### JOB
Can you copy the lines from the one that contains "Pin the white yacht" through the end of the material below, exactly and with nothing else?

□ □ □

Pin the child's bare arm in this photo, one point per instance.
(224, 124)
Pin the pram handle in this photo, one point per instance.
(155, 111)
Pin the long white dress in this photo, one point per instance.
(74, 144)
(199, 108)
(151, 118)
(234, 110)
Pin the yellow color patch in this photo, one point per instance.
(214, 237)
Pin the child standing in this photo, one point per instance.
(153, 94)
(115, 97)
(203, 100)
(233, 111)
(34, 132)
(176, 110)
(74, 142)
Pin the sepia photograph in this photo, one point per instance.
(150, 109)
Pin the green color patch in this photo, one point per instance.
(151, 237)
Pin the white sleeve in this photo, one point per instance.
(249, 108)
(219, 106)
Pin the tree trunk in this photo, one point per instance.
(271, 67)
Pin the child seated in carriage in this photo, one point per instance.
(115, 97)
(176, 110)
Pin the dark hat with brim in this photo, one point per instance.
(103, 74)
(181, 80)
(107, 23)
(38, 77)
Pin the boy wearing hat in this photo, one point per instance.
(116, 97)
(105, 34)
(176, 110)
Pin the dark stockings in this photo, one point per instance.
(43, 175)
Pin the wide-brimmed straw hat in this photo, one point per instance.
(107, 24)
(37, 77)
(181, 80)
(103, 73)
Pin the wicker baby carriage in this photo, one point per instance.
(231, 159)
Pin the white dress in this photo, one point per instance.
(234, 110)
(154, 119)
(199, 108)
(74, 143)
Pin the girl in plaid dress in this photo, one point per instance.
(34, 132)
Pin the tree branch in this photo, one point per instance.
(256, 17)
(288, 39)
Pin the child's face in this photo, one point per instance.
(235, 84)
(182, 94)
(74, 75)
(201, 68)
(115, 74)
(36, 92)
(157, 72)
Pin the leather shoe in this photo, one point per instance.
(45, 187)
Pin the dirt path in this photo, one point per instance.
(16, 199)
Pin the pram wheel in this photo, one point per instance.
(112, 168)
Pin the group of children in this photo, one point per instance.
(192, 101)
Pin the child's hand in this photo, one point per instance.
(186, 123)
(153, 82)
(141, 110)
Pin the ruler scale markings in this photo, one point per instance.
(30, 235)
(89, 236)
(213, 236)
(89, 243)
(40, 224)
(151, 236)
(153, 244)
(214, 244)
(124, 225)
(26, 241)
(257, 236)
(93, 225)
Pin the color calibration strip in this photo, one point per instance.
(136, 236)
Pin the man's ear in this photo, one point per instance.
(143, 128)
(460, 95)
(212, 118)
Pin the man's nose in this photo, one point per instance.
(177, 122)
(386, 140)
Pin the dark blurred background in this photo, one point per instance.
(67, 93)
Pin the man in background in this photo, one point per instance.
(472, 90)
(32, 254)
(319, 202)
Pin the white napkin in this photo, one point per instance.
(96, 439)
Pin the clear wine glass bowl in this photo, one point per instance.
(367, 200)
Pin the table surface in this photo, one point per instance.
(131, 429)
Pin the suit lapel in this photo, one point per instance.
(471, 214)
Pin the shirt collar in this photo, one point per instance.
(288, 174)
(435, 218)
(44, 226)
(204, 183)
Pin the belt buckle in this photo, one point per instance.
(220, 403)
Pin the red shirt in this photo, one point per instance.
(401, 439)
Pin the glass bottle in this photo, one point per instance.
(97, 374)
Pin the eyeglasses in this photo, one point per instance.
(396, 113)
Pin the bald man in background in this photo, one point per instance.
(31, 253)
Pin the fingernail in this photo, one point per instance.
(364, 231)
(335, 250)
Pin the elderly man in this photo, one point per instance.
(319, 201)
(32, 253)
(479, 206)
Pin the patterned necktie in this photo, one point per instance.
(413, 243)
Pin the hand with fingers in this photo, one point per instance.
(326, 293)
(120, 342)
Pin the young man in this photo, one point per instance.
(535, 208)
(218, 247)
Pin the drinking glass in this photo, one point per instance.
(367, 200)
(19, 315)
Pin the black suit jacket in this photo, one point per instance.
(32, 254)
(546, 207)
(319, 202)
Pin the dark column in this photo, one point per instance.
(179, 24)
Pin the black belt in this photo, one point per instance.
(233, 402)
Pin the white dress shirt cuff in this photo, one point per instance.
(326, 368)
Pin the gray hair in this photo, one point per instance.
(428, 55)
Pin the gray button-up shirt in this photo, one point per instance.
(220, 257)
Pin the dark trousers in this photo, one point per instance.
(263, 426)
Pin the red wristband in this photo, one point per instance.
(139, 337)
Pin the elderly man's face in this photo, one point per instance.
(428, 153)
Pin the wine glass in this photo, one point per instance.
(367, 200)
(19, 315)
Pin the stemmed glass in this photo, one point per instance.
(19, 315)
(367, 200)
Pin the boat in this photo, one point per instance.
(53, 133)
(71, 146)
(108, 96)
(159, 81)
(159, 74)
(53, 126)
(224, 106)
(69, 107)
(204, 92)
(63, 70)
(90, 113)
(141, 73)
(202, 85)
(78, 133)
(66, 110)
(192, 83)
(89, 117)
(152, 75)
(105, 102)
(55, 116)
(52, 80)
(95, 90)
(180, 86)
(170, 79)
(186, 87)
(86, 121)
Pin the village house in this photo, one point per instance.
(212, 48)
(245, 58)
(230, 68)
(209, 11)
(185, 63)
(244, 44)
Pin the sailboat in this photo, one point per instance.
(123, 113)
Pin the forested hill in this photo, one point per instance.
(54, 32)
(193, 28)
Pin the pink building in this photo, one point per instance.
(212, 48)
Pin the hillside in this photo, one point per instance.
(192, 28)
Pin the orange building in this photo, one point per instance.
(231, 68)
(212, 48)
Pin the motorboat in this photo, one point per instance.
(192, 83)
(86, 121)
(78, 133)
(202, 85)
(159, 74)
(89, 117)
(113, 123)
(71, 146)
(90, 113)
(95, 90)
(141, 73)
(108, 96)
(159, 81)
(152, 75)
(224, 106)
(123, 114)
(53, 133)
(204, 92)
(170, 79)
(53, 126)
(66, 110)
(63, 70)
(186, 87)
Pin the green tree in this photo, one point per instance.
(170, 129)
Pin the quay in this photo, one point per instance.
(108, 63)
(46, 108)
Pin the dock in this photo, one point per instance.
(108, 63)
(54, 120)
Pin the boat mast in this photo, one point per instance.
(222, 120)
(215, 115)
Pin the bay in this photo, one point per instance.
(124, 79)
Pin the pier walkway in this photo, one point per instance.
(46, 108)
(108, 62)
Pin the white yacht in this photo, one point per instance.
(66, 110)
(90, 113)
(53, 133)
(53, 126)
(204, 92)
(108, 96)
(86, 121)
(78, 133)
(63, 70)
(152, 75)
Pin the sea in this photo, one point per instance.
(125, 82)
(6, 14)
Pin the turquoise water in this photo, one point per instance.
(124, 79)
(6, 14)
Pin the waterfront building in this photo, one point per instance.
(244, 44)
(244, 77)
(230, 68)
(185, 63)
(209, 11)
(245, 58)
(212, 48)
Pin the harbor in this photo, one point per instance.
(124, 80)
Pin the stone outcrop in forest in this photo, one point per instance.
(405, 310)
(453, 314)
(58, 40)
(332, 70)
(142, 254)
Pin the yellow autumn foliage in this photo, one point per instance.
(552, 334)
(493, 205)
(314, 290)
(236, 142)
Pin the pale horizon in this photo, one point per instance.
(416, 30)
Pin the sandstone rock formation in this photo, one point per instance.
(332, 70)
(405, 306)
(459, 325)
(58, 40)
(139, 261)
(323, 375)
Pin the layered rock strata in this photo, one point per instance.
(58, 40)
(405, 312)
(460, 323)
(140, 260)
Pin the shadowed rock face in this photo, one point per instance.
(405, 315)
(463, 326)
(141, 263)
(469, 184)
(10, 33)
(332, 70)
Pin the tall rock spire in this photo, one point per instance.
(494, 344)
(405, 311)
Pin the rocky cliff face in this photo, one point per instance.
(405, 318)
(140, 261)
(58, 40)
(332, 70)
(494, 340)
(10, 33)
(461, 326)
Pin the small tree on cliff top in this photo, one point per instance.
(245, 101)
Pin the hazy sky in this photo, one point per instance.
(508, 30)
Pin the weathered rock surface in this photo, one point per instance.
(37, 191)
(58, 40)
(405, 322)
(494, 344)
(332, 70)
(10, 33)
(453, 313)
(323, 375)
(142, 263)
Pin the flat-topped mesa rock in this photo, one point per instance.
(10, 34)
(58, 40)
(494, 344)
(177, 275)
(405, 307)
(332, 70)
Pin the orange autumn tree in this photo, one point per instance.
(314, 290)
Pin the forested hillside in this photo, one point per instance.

□ □ □

### CORRECT RESPONSE
Pin the white yacht in this photo, one point per instance.
(66, 110)
(90, 113)
(53, 133)
(53, 126)
(204, 92)
(108, 96)
(86, 121)
(78, 133)
(63, 70)
(152, 75)
Pin the sea in this photo, one point per instance.
(125, 82)
(6, 14)
Pin the turquoise water in this photo, one point per instance.
(124, 79)
(6, 14)
Pin the waterfront building in this photo, one point per instance.
(244, 44)
(244, 77)
(230, 68)
(185, 63)
(209, 11)
(245, 58)
(212, 48)
Pin the harbor in this photo, one point per instance.
(124, 80)
Pin the stone outcrop in forest in this photo, one point per instance.
(405, 310)
(453, 314)
(58, 40)
(332, 70)
(142, 254)
Pin the yellow autumn foliage in this photo, one point per instance.
(552, 334)
(493, 205)
(314, 290)
(236, 142)
Pin the pale horizon in this photo, one point per instance.
(416, 30)
Pin the sandstone rock formation in this photo, one point per instance.
(332, 70)
(405, 306)
(459, 325)
(58, 40)
(139, 261)
(323, 375)
Pin the layered rock strata in this photo, one point per instance.
(58, 40)
(405, 312)
(460, 323)
(140, 260)
Pin the shadowed rock face in this photo, one point per instance.
(405, 315)
(463, 326)
(141, 263)
(469, 184)
(10, 33)
(332, 70)
Pin the tall rock spire in this photo, one point per instance.
(494, 344)
(405, 311)
Pin the rocky cliff face in this photo, one point per instance.
(405, 318)
(140, 261)
(58, 40)
(332, 70)
(494, 340)
(10, 33)
(461, 326)
Pin the small tree on cliff top in this photo, one point per instance.
(245, 101)
Pin the hazy sky in this photo, one point per instance.
(508, 30)
Pin the weathered rock surface in this photo, one point per instance.
(37, 191)
(58, 40)
(405, 322)
(494, 344)
(332, 70)
(10, 33)
(453, 313)
(323, 375)
(142, 263)
Pin the flat-topped mesa rock in this photo, one point per instance.
(10, 34)
(58, 40)
(494, 344)
(177, 275)
(405, 307)
(332, 70)
Pin the orange autumn tree in this photo, one point per instance.
(314, 290)
Pin the forested hillside in this photo, one point per instance.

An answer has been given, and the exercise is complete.